Source material:
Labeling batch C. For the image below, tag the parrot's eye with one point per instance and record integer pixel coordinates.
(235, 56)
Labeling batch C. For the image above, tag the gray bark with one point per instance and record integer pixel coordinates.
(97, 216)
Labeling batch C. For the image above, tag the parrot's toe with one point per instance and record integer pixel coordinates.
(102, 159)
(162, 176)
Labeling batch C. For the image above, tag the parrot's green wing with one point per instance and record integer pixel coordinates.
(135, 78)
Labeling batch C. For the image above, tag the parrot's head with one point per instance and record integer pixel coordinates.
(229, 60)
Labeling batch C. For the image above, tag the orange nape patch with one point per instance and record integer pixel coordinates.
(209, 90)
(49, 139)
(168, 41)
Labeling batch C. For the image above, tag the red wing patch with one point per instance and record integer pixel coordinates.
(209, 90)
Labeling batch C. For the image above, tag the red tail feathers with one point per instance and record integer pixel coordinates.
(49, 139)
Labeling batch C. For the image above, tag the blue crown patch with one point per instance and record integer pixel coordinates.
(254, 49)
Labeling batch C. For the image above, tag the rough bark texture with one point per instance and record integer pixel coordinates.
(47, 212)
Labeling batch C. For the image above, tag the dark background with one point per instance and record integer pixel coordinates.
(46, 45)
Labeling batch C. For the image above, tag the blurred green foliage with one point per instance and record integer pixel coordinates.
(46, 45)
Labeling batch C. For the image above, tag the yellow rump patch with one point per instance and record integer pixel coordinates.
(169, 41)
...
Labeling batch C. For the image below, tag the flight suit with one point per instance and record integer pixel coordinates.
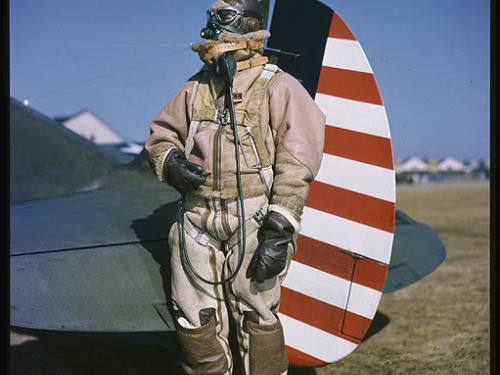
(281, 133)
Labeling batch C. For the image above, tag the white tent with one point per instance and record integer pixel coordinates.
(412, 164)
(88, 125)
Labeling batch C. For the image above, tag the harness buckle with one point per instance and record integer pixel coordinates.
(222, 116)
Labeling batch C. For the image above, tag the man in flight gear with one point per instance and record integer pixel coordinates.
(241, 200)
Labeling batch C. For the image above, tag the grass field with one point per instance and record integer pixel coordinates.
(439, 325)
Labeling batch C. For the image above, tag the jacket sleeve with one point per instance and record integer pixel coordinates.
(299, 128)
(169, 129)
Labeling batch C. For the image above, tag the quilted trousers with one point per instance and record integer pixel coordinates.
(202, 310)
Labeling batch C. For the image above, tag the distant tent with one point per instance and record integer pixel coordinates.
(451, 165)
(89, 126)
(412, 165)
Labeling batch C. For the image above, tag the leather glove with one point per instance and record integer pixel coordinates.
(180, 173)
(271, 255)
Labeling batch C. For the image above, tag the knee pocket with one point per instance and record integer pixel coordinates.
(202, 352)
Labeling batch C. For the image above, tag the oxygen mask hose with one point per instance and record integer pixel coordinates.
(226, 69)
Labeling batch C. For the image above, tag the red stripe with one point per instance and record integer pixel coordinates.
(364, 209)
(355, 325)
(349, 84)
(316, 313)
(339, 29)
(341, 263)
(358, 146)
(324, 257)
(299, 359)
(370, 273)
* * *
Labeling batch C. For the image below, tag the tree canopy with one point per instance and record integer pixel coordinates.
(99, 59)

Task description: Identify every line in the items above that contains the word "flight", and copy each of those lines. Case counts.

Full answer:
Labeling batch C. For the image below, tag the flight suit with one point per instance and record integer pixel coordinates.
Labeling batch C. For the image above, tag the man in flight gear with one point per instance and record integer pixel coordinates.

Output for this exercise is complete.